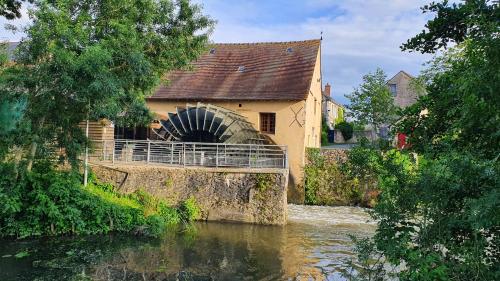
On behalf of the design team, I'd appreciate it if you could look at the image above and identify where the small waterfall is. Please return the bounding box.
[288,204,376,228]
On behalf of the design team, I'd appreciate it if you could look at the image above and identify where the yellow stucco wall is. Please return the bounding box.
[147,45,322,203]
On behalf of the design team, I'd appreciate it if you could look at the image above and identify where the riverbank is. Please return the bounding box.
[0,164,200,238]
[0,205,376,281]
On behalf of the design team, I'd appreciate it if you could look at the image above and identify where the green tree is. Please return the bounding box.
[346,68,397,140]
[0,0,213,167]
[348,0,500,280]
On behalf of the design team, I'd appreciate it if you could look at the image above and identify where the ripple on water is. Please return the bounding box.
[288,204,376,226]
...
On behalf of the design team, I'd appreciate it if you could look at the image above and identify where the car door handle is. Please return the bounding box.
--
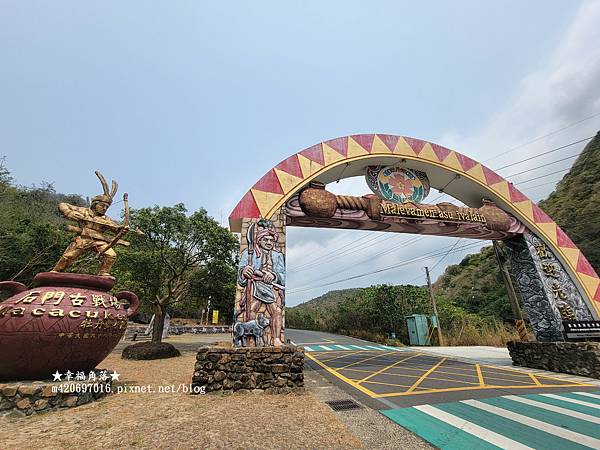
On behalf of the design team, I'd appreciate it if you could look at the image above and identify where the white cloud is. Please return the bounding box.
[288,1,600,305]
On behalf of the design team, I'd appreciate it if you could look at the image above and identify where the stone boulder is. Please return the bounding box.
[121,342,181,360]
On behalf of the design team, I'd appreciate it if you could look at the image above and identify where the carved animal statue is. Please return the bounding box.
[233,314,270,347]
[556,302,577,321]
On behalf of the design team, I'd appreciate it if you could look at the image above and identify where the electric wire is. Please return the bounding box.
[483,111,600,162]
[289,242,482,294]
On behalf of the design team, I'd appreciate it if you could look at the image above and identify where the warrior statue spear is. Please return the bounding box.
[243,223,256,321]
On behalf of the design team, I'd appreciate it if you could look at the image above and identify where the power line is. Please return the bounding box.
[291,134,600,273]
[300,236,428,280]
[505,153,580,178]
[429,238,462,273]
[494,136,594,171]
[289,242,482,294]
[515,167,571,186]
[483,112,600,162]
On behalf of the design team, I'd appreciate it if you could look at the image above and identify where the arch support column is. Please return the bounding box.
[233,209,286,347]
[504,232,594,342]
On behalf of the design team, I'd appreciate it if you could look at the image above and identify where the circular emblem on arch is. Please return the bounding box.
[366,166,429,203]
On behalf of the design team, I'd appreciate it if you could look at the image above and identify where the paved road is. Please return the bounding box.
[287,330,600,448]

#### Work instructions:
Can you update the data from the line with "spear is. Please return the bounding box." to the line with "[483,112,600,162]" by changing "power line" to "overhead cable" and leaving everything else as it is?

#### Task response:
On behalf of the design team, I'd appreciate it if you could look at the image above and identify where the warrior statue spear is. Please return the bounding box.
[243,223,256,321]
On behalf of the design team, I'd appreciate it if you could look at the image above and identify where the overhead cable is. Please return the bounding box.
[291,134,600,273]
[300,236,428,280]
[505,153,580,178]
[429,238,462,273]
[494,136,594,171]
[289,242,482,294]
[515,167,571,186]
[483,112,600,162]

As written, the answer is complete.